Exercise goal:
Copy out all of the data below with no alterations.

+++ Provided information +++

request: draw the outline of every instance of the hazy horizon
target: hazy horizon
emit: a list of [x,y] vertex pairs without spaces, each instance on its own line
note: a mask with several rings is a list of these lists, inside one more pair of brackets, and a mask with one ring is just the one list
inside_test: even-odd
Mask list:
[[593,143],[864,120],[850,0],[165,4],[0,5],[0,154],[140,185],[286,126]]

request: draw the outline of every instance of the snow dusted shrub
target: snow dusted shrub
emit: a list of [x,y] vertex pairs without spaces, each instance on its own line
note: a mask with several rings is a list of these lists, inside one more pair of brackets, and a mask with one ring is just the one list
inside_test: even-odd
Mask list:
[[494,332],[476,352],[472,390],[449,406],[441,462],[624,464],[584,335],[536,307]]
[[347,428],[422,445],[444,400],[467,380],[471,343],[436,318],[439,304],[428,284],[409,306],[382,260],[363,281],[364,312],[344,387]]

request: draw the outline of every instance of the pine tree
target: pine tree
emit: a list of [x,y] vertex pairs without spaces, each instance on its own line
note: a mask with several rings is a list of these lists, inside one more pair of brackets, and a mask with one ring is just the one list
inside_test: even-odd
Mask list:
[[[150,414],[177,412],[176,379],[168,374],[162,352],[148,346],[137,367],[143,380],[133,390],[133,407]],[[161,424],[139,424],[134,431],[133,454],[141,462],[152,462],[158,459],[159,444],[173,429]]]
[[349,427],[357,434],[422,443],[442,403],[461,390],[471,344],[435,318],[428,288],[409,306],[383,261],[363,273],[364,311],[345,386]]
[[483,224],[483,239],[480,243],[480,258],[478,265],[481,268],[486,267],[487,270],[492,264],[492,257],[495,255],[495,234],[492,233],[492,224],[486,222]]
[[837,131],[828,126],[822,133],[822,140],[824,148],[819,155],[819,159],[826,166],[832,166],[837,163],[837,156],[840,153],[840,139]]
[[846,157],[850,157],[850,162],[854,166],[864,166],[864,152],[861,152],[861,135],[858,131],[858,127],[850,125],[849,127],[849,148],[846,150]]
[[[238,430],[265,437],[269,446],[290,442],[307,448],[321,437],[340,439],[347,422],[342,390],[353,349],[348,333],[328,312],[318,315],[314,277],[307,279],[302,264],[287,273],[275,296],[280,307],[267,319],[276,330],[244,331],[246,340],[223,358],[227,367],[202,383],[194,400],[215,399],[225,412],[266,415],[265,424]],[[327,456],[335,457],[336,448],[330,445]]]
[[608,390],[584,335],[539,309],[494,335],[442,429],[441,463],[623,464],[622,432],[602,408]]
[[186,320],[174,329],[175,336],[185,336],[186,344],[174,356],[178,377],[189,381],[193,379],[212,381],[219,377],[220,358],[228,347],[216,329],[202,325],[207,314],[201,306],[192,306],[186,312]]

+++

Exercise response:
request: draw the outline of every instance of the hazy horizon
target: hazy horizon
emit: a list of [x,y] vertex pairs without spaces, each instance on its own line
note: a mask with several rings is a list of these lists, inside one more pair of brackets, and a mask with one ring is just the one list
inside_test: even-odd
Mask list:
[[593,143],[864,120],[850,0],[165,4],[0,5],[0,154],[140,185],[286,126]]

request: draw the outline of every instance of the snow dusted shrub
target: snow dusted shrub
emit: a list of [x,y] vertex pairs without spaces, each instance on its own line
note: a mask with several rings is a list of these lists, inside one more pair of brackets, and a mask with one ring is just the one list
inside_test: even-odd
Mask list:
[[494,332],[476,352],[472,390],[449,406],[441,462],[624,464],[584,335],[536,307]]
[[347,428],[422,445],[444,400],[467,380],[471,343],[436,318],[439,304],[428,284],[409,306],[382,260],[363,281],[364,312],[344,387]]

request: draw the outline of every instance of the pine tree
target: pine tree
emit: a list of [x,y] vertex pairs without spaces, each instance on its own line
note: a mask with several rings is a list of these lists, inside one more pair of brackets, and a mask with one ring is just the one list
inside_test: even-odd
Mask list:
[[[150,414],[177,412],[176,379],[168,374],[162,352],[148,346],[137,367],[143,380],[133,390],[133,407]],[[161,424],[139,424],[134,431],[133,454],[141,462],[152,462],[158,459],[159,444],[173,429]]]
[[349,427],[357,434],[422,443],[442,403],[461,390],[471,344],[435,318],[428,288],[409,306],[383,261],[363,273],[364,311],[345,386]]
[[483,224],[483,239],[480,243],[480,258],[478,265],[481,268],[486,267],[487,270],[492,264],[492,257],[495,255],[495,234],[492,233],[492,224],[486,222]]
[[837,131],[828,126],[822,133],[822,140],[824,148],[819,155],[819,159],[826,166],[832,166],[837,163],[837,156],[840,153],[840,139]]
[[846,157],[850,157],[850,162],[854,166],[864,166],[864,152],[861,152],[861,135],[858,131],[858,127],[850,125],[849,127],[849,148],[846,150]]
[[[238,430],[265,437],[269,446],[290,442],[307,448],[321,437],[340,439],[347,422],[342,390],[353,349],[348,333],[328,312],[318,315],[314,277],[307,279],[302,264],[287,273],[275,296],[280,307],[267,319],[276,330],[244,331],[246,340],[223,358],[227,367],[202,383],[194,400],[215,399],[225,412],[266,415],[265,424]],[[327,456],[335,457],[336,448],[330,445]]]
[[608,390],[584,335],[539,309],[494,335],[442,429],[441,463],[623,464],[622,432],[602,408]]
[[186,320],[174,329],[175,336],[185,336],[186,344],[174,356],[178,377],[189,381],[193,379],[212,381],[219,377],[220,358],[228,347],[216,329],[202,325],[207,314],[201,306],[192,306],[186,312]]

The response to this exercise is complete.